# Page excerpt
# # # #

It’s a strategy that all three studios have employed to sizeable box-office receipts. And yet, as suggested by AS2 (and, to a lesser extent, last month’s Captain America: The Winter Soldier), it’s also a tack that increasingly does the opposite of what it intends. Rather than making each film feel like part of an expansive epic world, this inter-connectivity instead turns each saga small and inconsequential, more weighed down by its obligations than enlivened by them.

By stringing together its various properties, Marvel, Sony and Fox aim to mimic their comic-book (and TV) brethren, fashioning serialized tales in which each film is merely a single episode in a grander overarching narrative. And it’s an approach that Warner Bros. and DC are embracing with their upcoming Superman Vs. Batman sequel, which will lead into 2018’s superhero-team Justice League film. On the one hand, it’s a shrewd strategy, given long-form television dramas’ current popularity and clout in the pop culture landscape. On the other, though, it seems to ignore the fact that this very line of attack has over the years marginalized superhero comics, since their long-winded mythologies and endless crossovers have made them impenetrable to all but loyal die-hards.

Such is the escalating case with studios’ superhero blockbusters. Marvel’s success has hinged on its ability to hint at (through post-credits stingers), and then thrillingly pull off, an Avengers film that unites its Iron Man, Thor, Hulk and Captain America series. Marvel is full swing into their so-called “Phase Two”—corporate-speak for this round of second and third sequels, a TV show (ABC’s Agents of S.H.I.E.L.D.), and a new franchise (Guardians of the Galaxy) that will build to next summer’s Avengers sequel. Yet the entire endeavor feels overly knotty and unwieldy. In order for the casual moviegoer to be capable of fully enjoying, or even understanding, Avengers: Age of Ultron, one needs knowledge of not just the first Avengers film but various other movies too.

Admittedly, Marvel’s films do their best to operate on their own merits while simultaneously connecting themselves to a bigger storyline. However, since Marvel’s characters are developed across multiple vehicles, it’s hard to see how anyone can coherently process (much less appreciate), say, Captain America’s personal and professional difficulties adjusting to his new present-day circumstances without having first seen Captain America: The First Avenger and The Avengers, as well as having at least passing knowledge of what’s going on with Thor and Iron Man.

# # # #

# What you need to do
(a) Return the passage from the superhero film excerpt starting at "By stringing together" and ending at "but loyal die-hards.".
(b) Answer these questions using the superhero film excerpt:
(i) Which three studios are said to be stringing together their properties to mimic their comic-book brethren?
(ii) What 2018 film will the upcoming Superman Vs. Batman sequel lead into?
(iii) Which ABC TV show is named as part of Marvel's "Phase Two"?
(c) List the Marvel series that the superhero film excerpt says an Avengers film unites.
The records come from a different source than the text.

# # # #

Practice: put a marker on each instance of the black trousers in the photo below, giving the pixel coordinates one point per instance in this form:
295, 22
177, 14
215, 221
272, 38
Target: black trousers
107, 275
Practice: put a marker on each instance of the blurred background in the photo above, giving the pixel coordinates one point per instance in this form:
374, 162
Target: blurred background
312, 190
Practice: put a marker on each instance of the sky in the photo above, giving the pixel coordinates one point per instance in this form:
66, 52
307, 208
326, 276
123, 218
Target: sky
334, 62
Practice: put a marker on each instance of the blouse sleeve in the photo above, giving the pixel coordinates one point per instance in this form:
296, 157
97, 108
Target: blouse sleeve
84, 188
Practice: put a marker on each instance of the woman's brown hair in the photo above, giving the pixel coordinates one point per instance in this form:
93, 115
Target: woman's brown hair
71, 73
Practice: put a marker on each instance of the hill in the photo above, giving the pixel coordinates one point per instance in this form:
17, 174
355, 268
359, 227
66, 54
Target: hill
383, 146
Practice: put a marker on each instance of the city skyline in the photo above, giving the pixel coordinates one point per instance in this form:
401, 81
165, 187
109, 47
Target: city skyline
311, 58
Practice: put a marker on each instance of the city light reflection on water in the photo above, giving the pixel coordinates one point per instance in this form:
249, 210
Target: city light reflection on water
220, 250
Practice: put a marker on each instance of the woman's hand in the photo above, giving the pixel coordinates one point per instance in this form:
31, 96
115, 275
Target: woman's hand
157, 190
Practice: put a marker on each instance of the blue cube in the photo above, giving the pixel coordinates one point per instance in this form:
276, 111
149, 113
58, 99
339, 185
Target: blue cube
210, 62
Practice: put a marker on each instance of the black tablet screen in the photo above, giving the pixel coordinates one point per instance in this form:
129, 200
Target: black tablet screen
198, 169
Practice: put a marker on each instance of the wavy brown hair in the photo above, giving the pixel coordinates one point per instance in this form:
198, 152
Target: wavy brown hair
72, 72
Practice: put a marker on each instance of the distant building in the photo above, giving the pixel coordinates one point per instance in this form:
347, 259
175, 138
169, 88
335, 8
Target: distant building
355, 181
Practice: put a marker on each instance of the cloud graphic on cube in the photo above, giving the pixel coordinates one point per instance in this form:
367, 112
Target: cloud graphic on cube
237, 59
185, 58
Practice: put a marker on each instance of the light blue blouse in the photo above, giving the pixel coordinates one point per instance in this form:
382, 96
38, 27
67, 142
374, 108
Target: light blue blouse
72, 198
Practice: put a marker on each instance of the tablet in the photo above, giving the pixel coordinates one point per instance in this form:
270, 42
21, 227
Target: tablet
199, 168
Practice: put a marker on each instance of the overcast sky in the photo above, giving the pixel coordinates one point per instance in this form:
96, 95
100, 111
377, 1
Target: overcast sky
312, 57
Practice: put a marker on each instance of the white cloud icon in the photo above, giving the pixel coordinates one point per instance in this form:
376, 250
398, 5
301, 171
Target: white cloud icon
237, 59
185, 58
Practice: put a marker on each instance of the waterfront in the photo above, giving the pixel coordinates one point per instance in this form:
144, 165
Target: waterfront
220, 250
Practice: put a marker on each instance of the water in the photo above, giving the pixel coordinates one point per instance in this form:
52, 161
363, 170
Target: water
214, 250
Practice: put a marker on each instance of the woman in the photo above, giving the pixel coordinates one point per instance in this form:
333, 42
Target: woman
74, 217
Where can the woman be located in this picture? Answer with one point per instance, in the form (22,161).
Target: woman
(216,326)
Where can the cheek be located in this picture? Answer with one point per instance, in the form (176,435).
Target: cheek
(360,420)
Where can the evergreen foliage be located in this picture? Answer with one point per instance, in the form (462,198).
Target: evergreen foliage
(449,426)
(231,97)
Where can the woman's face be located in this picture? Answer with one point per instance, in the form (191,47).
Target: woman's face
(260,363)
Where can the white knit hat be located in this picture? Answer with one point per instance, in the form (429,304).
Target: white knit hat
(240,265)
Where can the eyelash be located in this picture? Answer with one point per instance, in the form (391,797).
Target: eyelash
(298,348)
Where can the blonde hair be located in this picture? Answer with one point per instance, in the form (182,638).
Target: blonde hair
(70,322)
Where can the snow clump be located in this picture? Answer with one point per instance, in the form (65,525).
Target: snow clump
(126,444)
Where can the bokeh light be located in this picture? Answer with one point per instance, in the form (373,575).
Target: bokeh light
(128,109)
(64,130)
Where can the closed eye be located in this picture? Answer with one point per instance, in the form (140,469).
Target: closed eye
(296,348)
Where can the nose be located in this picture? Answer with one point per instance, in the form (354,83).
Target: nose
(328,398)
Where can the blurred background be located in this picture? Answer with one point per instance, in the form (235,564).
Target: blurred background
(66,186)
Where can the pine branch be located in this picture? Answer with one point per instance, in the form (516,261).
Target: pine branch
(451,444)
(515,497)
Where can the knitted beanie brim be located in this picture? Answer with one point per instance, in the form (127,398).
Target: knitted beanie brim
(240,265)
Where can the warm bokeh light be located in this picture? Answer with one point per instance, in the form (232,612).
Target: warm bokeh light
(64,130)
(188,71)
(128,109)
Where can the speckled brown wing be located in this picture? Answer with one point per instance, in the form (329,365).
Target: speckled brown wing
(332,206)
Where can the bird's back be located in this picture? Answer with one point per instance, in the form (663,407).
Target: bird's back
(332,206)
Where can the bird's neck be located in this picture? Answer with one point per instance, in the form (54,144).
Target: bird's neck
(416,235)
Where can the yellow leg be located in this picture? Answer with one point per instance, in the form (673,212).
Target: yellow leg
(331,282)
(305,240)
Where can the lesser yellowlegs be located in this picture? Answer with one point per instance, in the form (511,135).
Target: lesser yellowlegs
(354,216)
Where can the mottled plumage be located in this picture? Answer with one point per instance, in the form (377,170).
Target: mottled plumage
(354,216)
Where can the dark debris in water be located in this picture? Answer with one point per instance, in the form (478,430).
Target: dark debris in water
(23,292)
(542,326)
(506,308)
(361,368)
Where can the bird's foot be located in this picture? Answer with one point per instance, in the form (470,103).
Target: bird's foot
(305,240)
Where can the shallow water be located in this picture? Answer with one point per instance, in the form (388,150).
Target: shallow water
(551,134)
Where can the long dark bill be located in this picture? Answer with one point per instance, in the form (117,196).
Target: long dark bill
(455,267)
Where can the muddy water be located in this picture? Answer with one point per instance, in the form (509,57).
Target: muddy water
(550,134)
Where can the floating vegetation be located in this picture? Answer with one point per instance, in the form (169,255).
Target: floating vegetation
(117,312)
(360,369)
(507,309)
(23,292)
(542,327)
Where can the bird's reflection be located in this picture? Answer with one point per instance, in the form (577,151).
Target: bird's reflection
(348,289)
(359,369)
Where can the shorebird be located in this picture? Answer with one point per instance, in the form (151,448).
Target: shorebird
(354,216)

# # # #

# The solutions
(a)
By stringing together its various properties, Marvel, Sony and Fox aim to mimic their comic-book (and TV) brethren, fashioning serialized tales in which each film is merely a single episode in a grander overarching narrative. And it’s an approach that Warner Bros. and DC are embracing with their upcoming Superman Vs. Batman sequel, which will lead into 2018’s superhero-team Justice League film. On the one hand, it’s a shrewd strategy, given long-form television dramas’ current popularity and clout in the pop culture landscape. On the other, though, it seems to ignore the fact that this very line of attack has over the years marginalized superhero comics, since their long-winded mythologies and endless crossovers have made them impenetrable to all but loyal die-hards.

(b)
(i) Marvel, Sony and Fox
(ii) The superhero-team Justice League film
(iii) Agents of S.H.I.E.L.D.

(c) Iron Man, Thor, Hulk, Captain America